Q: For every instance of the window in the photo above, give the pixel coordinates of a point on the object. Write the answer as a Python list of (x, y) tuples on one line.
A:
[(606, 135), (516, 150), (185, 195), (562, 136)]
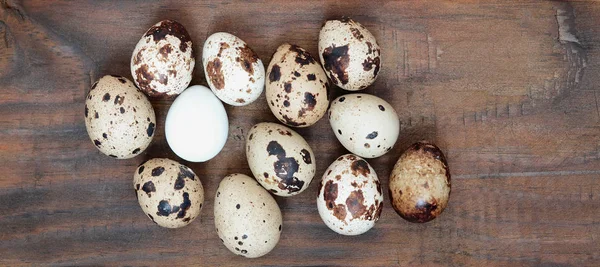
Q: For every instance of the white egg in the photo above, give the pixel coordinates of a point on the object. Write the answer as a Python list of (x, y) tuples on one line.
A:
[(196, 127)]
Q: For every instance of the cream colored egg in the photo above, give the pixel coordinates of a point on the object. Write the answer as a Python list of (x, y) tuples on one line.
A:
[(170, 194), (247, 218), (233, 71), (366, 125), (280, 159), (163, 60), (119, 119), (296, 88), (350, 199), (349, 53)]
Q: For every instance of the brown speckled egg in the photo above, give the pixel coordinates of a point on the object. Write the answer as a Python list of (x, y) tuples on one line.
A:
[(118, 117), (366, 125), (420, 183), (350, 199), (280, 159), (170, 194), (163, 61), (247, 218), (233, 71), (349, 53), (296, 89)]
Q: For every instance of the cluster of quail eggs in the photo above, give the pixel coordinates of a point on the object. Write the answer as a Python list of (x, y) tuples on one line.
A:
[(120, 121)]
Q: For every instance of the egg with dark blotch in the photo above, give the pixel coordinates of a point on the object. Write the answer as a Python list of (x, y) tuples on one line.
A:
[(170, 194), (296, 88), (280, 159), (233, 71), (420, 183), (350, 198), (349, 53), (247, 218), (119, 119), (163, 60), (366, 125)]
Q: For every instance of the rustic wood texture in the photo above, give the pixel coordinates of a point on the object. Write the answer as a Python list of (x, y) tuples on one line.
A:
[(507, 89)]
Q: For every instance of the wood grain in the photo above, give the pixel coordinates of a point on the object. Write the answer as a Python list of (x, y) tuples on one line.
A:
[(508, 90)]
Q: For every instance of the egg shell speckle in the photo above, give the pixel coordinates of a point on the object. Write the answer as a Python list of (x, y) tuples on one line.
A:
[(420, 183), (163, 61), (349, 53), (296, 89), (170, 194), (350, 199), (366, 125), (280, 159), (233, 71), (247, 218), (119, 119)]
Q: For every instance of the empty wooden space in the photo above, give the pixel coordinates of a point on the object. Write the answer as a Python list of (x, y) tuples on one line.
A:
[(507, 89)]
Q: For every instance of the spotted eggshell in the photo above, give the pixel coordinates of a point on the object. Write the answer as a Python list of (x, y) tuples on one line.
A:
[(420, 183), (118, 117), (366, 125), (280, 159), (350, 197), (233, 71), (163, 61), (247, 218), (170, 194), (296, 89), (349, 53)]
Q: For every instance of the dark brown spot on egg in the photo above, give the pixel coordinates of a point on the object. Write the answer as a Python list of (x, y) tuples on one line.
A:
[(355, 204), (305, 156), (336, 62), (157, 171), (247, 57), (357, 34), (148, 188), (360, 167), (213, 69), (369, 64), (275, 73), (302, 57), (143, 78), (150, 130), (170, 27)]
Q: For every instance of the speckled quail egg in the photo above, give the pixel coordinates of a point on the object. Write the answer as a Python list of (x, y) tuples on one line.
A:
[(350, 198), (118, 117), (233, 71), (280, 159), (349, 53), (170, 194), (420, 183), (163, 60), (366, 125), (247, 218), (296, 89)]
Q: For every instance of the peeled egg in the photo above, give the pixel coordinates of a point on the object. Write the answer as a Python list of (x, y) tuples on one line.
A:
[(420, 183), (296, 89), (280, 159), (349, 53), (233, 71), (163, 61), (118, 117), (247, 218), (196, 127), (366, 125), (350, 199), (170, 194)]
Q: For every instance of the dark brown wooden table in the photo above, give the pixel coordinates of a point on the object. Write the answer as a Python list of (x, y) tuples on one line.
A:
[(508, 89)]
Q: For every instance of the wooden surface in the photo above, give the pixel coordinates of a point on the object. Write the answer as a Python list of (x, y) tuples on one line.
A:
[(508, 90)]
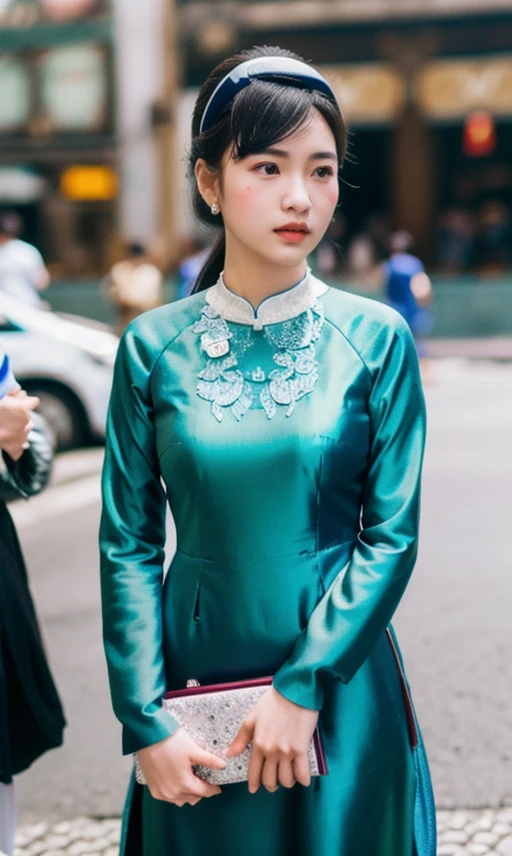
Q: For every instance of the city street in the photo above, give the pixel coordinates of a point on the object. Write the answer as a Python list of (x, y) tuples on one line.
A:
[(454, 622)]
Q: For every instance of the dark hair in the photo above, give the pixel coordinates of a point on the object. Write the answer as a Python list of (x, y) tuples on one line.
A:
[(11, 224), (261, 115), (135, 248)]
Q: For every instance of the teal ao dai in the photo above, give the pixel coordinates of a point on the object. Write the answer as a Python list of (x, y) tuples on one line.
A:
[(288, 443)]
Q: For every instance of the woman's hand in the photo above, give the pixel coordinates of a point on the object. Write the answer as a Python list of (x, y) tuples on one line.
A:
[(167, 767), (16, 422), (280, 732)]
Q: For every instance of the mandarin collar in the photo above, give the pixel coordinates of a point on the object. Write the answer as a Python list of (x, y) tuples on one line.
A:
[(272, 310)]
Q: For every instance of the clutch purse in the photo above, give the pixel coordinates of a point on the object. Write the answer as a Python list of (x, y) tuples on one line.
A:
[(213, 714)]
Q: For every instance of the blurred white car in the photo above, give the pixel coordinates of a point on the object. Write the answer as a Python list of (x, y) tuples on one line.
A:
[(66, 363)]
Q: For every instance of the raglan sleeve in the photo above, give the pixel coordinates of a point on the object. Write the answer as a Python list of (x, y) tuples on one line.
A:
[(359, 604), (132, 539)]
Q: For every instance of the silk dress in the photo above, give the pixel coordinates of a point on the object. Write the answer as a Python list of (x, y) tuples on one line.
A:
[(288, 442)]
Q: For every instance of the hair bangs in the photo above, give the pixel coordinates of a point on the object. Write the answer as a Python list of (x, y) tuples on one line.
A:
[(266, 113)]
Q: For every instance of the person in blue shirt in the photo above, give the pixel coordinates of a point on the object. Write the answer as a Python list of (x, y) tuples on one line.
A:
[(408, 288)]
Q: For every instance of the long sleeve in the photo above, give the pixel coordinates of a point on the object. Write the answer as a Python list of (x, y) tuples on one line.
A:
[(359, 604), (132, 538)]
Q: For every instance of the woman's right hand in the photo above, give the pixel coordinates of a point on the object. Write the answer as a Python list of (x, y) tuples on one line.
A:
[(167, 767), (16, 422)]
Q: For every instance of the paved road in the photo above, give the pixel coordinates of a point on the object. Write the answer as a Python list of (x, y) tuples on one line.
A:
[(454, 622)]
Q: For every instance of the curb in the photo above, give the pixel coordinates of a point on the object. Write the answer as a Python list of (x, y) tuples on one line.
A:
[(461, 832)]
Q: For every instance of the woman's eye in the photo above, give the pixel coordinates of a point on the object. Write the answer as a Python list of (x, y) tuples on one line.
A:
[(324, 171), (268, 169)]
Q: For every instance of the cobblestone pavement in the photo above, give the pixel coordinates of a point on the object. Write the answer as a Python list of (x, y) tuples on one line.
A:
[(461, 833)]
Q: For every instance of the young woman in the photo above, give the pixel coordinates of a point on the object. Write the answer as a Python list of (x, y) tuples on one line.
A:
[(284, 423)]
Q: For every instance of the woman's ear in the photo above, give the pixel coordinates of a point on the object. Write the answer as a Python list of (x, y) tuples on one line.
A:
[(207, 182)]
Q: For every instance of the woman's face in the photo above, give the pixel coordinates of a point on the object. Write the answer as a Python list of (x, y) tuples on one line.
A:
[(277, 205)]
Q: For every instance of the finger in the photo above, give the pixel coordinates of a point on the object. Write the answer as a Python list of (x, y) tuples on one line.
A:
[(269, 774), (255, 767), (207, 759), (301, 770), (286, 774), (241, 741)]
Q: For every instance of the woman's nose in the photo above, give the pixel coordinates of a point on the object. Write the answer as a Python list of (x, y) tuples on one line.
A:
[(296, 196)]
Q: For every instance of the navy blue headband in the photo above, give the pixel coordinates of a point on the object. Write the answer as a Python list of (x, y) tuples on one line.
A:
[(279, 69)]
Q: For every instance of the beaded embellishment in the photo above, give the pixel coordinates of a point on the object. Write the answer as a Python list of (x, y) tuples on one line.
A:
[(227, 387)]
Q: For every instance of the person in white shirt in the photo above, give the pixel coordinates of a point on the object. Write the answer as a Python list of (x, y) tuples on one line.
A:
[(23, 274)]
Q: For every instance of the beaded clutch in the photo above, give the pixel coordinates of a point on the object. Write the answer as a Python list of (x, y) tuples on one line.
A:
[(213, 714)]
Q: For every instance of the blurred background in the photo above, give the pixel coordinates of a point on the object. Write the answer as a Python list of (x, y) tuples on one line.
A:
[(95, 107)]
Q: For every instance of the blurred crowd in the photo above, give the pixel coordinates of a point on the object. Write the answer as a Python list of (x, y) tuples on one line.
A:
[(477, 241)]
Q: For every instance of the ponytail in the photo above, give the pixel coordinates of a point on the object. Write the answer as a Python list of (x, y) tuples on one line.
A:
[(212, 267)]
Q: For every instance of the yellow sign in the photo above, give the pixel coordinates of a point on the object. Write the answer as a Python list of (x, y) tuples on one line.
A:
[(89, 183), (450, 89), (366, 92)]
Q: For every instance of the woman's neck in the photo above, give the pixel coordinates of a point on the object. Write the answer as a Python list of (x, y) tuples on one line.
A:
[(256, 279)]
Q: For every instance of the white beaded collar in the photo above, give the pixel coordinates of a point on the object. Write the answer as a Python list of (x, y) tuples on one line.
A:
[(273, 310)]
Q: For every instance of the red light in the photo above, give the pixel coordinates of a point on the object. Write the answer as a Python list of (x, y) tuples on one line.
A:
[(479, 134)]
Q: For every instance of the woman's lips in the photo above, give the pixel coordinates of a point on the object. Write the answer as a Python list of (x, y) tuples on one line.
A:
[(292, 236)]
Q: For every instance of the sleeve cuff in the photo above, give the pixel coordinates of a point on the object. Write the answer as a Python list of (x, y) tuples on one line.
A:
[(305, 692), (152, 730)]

* * * *

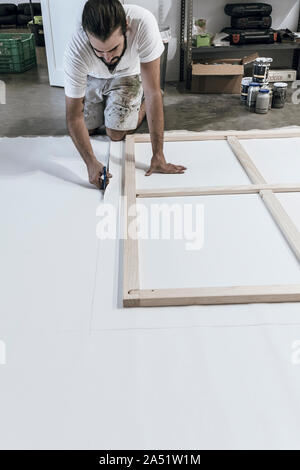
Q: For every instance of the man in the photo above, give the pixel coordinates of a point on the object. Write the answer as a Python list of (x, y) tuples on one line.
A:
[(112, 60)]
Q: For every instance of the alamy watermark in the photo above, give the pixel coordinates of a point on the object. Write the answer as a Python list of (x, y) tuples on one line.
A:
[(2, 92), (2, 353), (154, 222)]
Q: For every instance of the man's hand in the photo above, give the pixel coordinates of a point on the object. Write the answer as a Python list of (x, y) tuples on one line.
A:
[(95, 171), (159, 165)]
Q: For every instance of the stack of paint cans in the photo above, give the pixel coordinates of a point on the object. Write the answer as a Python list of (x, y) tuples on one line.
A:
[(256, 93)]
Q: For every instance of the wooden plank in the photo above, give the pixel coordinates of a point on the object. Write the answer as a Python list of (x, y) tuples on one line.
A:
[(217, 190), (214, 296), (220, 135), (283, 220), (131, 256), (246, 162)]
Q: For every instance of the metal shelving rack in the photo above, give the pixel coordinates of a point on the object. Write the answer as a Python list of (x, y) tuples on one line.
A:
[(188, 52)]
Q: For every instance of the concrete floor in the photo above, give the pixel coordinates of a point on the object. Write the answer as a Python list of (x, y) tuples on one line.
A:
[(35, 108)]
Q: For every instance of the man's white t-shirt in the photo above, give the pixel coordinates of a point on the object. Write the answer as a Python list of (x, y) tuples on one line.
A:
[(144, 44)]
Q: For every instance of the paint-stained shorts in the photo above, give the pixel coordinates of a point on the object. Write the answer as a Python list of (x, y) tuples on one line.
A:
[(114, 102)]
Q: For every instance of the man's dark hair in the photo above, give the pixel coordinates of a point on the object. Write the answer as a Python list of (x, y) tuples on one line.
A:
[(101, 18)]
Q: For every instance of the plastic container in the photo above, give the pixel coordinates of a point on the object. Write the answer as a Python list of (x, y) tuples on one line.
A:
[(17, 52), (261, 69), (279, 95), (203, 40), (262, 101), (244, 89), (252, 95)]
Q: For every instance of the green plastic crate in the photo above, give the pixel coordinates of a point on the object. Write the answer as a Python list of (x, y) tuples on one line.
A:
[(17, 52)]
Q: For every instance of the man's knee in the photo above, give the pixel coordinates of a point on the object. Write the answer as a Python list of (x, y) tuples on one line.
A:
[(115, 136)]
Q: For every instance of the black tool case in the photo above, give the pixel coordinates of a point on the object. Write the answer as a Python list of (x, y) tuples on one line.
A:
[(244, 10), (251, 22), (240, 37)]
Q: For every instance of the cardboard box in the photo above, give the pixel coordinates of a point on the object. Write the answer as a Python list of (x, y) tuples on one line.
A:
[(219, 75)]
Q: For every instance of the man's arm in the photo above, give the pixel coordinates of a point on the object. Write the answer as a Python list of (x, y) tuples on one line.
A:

* * * *

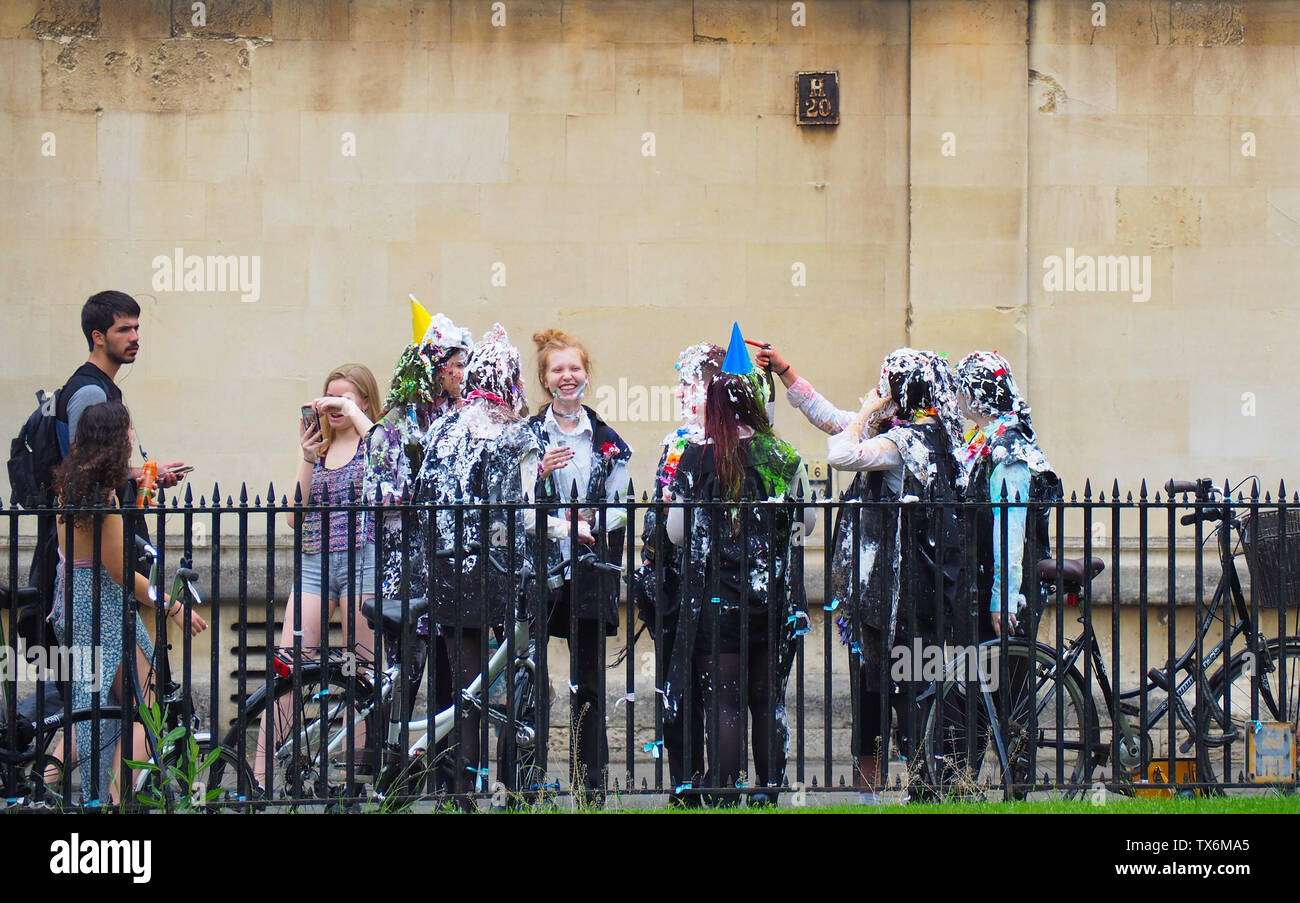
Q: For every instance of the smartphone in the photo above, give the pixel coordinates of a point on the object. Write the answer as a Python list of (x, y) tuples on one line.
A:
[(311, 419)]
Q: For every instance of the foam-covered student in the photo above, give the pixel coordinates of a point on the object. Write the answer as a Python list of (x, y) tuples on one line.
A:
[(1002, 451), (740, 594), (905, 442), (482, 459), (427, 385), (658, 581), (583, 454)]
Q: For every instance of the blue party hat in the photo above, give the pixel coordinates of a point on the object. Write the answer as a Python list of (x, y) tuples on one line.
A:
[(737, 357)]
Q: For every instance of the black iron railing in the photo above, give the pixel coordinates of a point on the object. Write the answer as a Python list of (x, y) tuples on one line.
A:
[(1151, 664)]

* * * *

** EXERCISE OBJECTIVE **
Each line of the data that holds "brown" should be copied.

** ANSWER TO THIS PROBLEM **
Q: For every instance of the brown speckled egg in the photo above, give the pixel coordinates of a point on the object. Write the answer as a Python list of (x, y) tuples on one line.
Q: For every instance of the dark brown spot on egg in the photo above, give the pixel coordinates of a point on the object. Write the answer as a Python list of (x, y) tuples on one line.
Q: For every instance of the dark brown wooden table in the photo above, give the pixel coordinates of a point on the object. Write the answer as a Python list of (x, y) tuples on one line.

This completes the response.